**** MATERIAL PROVIDED ****
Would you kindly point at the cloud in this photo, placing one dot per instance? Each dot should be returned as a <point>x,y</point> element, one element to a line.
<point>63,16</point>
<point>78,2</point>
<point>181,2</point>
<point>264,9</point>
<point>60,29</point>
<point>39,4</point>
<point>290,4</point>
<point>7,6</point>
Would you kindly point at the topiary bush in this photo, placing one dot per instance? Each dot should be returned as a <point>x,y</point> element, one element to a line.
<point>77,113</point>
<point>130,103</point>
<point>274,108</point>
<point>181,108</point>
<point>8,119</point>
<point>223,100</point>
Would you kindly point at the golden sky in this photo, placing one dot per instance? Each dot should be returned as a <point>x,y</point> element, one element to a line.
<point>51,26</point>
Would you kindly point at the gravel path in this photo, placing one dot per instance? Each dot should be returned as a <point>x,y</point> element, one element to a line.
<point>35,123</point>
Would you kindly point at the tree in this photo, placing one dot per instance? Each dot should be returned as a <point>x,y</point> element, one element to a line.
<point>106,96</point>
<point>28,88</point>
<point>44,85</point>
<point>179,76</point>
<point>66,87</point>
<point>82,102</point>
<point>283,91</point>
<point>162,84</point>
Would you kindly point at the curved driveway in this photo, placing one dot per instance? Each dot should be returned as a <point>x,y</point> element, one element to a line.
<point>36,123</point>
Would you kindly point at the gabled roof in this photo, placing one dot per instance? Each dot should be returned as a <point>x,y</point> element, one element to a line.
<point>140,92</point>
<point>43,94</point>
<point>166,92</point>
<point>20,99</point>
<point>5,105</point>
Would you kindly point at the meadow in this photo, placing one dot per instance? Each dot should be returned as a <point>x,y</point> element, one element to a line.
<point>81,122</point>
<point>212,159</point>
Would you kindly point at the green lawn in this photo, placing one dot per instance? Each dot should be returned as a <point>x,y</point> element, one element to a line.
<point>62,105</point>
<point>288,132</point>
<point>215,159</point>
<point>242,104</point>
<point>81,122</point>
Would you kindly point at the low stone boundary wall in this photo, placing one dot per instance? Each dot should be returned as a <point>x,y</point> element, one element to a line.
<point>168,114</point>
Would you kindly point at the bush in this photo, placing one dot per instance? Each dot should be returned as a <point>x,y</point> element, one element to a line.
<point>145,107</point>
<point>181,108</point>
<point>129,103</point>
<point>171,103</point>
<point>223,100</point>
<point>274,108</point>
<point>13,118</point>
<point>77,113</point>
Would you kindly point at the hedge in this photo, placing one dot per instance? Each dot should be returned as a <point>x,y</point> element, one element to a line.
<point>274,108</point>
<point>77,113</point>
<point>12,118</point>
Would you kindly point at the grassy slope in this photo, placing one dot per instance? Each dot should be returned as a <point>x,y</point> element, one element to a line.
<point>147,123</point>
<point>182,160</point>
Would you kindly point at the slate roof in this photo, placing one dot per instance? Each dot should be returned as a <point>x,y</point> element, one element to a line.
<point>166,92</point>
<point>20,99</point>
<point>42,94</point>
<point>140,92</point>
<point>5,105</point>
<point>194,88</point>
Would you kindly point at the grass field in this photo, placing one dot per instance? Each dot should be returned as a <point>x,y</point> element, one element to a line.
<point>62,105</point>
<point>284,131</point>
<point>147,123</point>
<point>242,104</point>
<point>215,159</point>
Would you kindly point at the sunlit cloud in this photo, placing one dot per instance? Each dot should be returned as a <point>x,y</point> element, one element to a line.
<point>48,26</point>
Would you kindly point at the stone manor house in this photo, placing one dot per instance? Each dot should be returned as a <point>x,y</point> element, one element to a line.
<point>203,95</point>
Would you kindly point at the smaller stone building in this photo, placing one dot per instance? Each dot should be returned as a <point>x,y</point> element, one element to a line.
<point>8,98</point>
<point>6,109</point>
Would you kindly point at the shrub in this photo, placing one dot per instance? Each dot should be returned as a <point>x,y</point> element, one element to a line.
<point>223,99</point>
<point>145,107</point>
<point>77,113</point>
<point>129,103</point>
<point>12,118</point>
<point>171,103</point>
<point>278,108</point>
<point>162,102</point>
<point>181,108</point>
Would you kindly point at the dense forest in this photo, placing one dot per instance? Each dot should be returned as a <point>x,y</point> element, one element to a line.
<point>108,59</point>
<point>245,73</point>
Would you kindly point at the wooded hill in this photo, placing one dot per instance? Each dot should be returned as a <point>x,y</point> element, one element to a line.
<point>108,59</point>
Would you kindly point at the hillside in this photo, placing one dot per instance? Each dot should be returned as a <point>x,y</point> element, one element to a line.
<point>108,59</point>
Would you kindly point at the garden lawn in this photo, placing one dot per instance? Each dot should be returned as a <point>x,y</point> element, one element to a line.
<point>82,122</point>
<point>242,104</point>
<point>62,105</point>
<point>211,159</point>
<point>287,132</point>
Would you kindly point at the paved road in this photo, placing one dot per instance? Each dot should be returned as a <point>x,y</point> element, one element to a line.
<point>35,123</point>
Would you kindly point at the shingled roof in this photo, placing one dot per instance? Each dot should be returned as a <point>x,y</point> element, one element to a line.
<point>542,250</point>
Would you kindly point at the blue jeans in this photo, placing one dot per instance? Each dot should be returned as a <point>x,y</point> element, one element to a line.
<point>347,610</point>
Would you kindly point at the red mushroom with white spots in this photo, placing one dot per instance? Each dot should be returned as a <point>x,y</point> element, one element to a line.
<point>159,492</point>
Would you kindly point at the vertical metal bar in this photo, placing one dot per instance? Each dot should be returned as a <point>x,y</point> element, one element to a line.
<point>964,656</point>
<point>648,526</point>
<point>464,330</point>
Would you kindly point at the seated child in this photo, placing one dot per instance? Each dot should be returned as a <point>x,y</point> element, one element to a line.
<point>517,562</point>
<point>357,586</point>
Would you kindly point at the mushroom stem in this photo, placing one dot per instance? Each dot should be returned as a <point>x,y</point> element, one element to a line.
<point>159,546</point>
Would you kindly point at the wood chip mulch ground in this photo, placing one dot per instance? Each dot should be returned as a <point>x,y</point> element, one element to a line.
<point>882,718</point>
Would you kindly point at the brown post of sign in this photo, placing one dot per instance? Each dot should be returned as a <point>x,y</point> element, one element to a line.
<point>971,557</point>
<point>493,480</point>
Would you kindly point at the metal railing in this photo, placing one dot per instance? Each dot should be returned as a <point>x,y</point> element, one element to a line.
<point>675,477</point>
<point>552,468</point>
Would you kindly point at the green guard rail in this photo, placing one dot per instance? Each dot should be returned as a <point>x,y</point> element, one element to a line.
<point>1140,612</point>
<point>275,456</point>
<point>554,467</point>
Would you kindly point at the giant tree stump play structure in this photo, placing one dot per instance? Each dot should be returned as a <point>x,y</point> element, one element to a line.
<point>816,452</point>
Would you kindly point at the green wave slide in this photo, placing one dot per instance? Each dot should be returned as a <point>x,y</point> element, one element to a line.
****
#### EXERCISE BRIEF:
Put every line of the data above into a Markdown table with the columns Row and Text, numbering each row and skipping any blank lines.

#### THE RESPONSE:
| Row | Text |
|---|---|
| 1 | Would you kindly point at the cloud in this photo, placing one dot per instance? Each dot should be returned as a <point>x,y</point> element, one element to a line. |
| 2 | <point>63,16</point> |
| 3 | <point>78,2</point> |
| 4 | <point>181,2</point> |
| 5 | <point>264,9</point> |
| 6 | <point>60,29</point> |
| 7 | <point>39,4</point> |
| 8 | <point>290,4</point> |
| 9 | <point>7,6</point> |
| 10 | Would you kindly point at the topiary bush in this photo, placing one dot per instance? Each dot should be returned as a <point>x,y</point> element, one element to a line. |
| 11 | <point>77,113</point> |
| 12 | <point>130,103</point> |
| 13 | <point>274,108</point> |
| 14 | <point>181,108</point> |
| 15 | <point>8,119</point> |
| 16 | <point>223,100</point> |
| 17 | Would you kindly point at the golden sky in this photo, placing one dot per instance? Each dot should be returned as a <point>x,y</point> element, one element to a line. |
| 18 | <point>51,26</point> |
| 19 | Would you kindly point at the gravel path in this photo, placing one dot per instance? Each dot should be returned as a <point>x,y</point> element, one element to a line. |
| 20 | <point>35,123</point> |
| 21 | Would you kindly point at the tree in this photo, placing one dot per instance? Each dot should be returned as a <point>x,y</point> element, one element to a line. |
| 22 | <point>106,96</point> |
| 23 | <point>28,88</point> |
| 24 | <point>44,85</point> |
| 25 | <point>179,76</point> |
| 26 | <point>66,87</point> |
| 27 | <point>82,102</point> |
| 28 | <point>283,91</point> |
| 29 | <point>162,84</point> |
| 30 | Would you kindly point at the curved driveway in this photo, placing one dot per instance? Each dot should be returned as a <point>x,y</point> element, one element to a line. |
| 31 | <point>36,123</point> |
| 32 | Would you kindly point at the gabled roof in this photo, placing one dot per instance? Each dot should be returned as a <point>x,y</point> element, one element to a line. |
| 33 | <point>140,92</point> |
| 34 | <point>43,94</point> |
| 35 | <point>166,92</point> |
| 36 | <point>20,99</point> |
| 37 | <point>5,105</point> |
| 38 | Would you kindly point at the meadow in this photo, placing one dot per instance? Each dot should be returned as a <point>x,y</point> element, one element to a line. |
| 39 | <point>81,122</point> |
| 40 | <point>212,159</point> |
| 41 | Would you kindly point at the green lawn in this photo, placing one dot per instance? Each dot should be returned as a <point>x,y</point> element, one element to a line. |
| 42 | <point>62,105</point> |
| 43 | <point>288,132</point> |
| 44 | <point>215,159</point> |
| 45 | <point>242,104</point> |
| 46 | <point>81,122</point> |
| 47 | Would you kindly point at the low stone boundary wall in this photo, placing one dot per instance? Each dot should be returned as a <point>x,y</point> element, one element to a line. |
| 48 | <point>168,114</point> |
| 49 | Would you kindly point at the bush in this photo, placing one dot per instance? Each dot should be returned as a <point>x,y</point> element, one element to a line. |
| 50 | <point>145,107</point> |
| 51 | <point>181,108</point> |
| 52 | <point>129,103</point> |
| 53 | <point>171,103</point> |
| 54 | <point>223,100</point> |
| 55 | <point>274,108</point> |
| 56 | <point>13,118</point> |
| 57 | <point>77,113</point> |
| 58 | Would you kindly point at the hedge in this photo, placing one dot per instance? Each dot should be returned as a <point>x,y</point> element, one element to a line. |
| 59 | <point>274,108</point> |
| 60 | <point>77,113</point> |
| 61 | <point>12,118</point> |
| 62 | Would you kindly point at the grassy slope in this photo, placing one dot per instance? Each dot should be returned as a <point>x,y</point> element, one element to a line. |
| 63 | <point>147,123</point> |
| 64 | <point>182,160</point> |
| 65 | Would you kindly point at the slate roof in this photo, placing one dot per instance? Each dot should be returned as a <point>x,y</point> element, one element to a line. |
| 66 | <point>166,92</point> |
| 67 | <point>20,99</point> |
| 68 | <point>42,94</point> |
| 69 | <point>140,92</point> |
| 70 | <point>5,105</point> |
| 71 | <point>194,88</point> |
| 72 | Would you kindly point at the grass field in this photo, placing one dot per instance? Each dot should be returned as a <point>x,y</point> element, one element to a line. |
| 73 | <point>62,105</point> |
| 74 | <point>284,131</point> |
| 75 | <point>147,123</point> |
| 76 | <point>242,104</point> |
| 77 | <point>215,159</point> |
| 78 | Would you kindly point at the sunlit cloud in this photo, placing one dot per instance? Each dot should be returned as a <point>x,y</point> element, one element to a line. |
| 79 | <point>48,26</point> |
| 80 | Would you kindly point at the stone manor house in this photo, placing one dot per instance? Each dot should be returned as a <point>x,y</point> element, one element to a line. |
| 81 | <point>203,95</point> |
| 82 | Would you kindly point at the smaller stone building in this photo, placing one dot per instance? Each dot should be returned as a <point>x,y</point> element, one element to a line. |
| 83 | <point>8,98</point> |
| 84 | <point>6,109</point> |
| 85 | Would you kindly point at the shrub in this photo, placing one dot per instance? Each dot should be returned as a <point>x,y</point> element, one element to a line. |
| 86 | <point>223,99</point> |
| 87 | <point>145,107</point> |
| 88 | <point>77,113</point> |
| 89 | <point>129,103</point> |
| 90 | <point>12,118</point> |
| 91 | <point>171,103</point> |
| 92 | <point>278,108</point> |
| 93 | <point>162,102</point> |
| 94 | <point>181,108</point> |
| 95 | Would you kindly point at the dense forest in this photo, placing one dot per instance? Each dot should be returned as a <point>x,y</point> element, one element to a line. |
| 96 | <point>108,59</point> |
| 97 | <point>245,73</point> |
| 98 | Would you kindly point at the wooded hill in this photo, placing one dot per instance? Each dot should be returned as a <point>x,y</point> element, one element to a line. |
| 99 | <point>108,59</point> |
| 100 | Would you kindly point at the hillside in this photo, placing one dot per instance? Each dot should be returned as a <point>x,y</point> element, one element to a line. |
| 101 | <point>108,59</point> |
| 102 | Would you kindly point at the garden lawn in this photo, placing one dot per instance? Each dot should be returned as a <point>x,y</point> element, one element to a line. |
| 103 | <point>82,122</point> |
| 104 | <point>242,104</point> |
| 105 | <point>62,105</point> |
| 106 | <point>211,159</point> |
| 107 | <point>287,132</point> |
| 108 | Would you kindly point at the paved road in this photo, placing one dot per instance? Each dot should be returned as a <point>x,y</point> element, one element to a line. |
| 109 | <point>35,123</point> |
| 110 | Would you kindly point at the shingled roof in this photo, placing one dot per instance? Each dot should be returned as a <point>x,y</point> element, one element to a line. |
| 111 | <point>542,250</point> |
| 112 | Would you kindly point at the blue jeans in this photo, placing one dot per instance? Each dot should be returned as a <point>x,y</point> element, one element to a line. |
| 113 | <point>347,610</point> |
| 114 | Would you kindly point at the red mushroom with white spots in this photo, placing one dot per instance? Each dot should be returned as a <point>x,y</point> element, one element to a line. |
| 115 | <point>159,492</point> |
| 116 | Would you kindly point at the vertical metal bar in this photo, placing one dot per instance? Each dot should be returned as a <point>x,y</point> element, one element to a line. |
| 117 | <point>964,656</point> |
| 118 | <point>648,526</point> |
| 119 | <point>464,330</point> |
| 120 | Would you kindly point at the seated child in this photo, placing one dot per instance? Each dot should be returned as a <point>x,y</point> element, one element to a line. |
| 121 | <point>517,562</point> |
| 122 | <point>357,586</point> |
| 123 | Would you kindly point at the mushroom stem in this photo, placing one dot per instance? Each dot should be returned as a <point>x,y</point> element, one element to a line. |
| 124 | <point>159,546</point> |
| 125 | Would you kindly point at the wood chip mulch ground in this photo, placing one dot per instance? Each dot should be returned as a <point>x,y</point> element, one element to a line. |
| 126 | <point>882,718</point> |
| 127 | Would you kindly point at the brown post of sign in this photo, placing one dot per instance? Each dot should be returned as a <point>x,y</point> element, one element to a line. |
| 128 | <point>971,557</point> |
| 129 | <point>493,480</point> |
| 130 | Would you kindly point at the metal railing in this photo, placing one dot per instance? Each dot should be returned as a <point>x,y</point> element, one element to a line. |
| 131 | <point>675,477</point> |
| 132 | <point>552,468</point> |
| 133 | Would you kindly point at the green guard rail in this photo, placing one dot per instance? Each dot should be returned as a <point>x,y</point> element, one element to a line. |
| 134 | <point>1140,612</point> |
| 135 | <point>275,456</point> |
| 136 | <point>554,467</point> |
| 137 | Would you kindly point at the giant tree stump play structure in this photo, placing one dot per instance? Each dot should be returned as a <point>x,y</point> element, one element to a line. |
| 138 | <point>816,452</point> |
| 139 | Would you kindly point at the green wave slide in this photo, placing one dot per instance? Each dot should be returned as a <point>x,y</point> element, one element to a line. |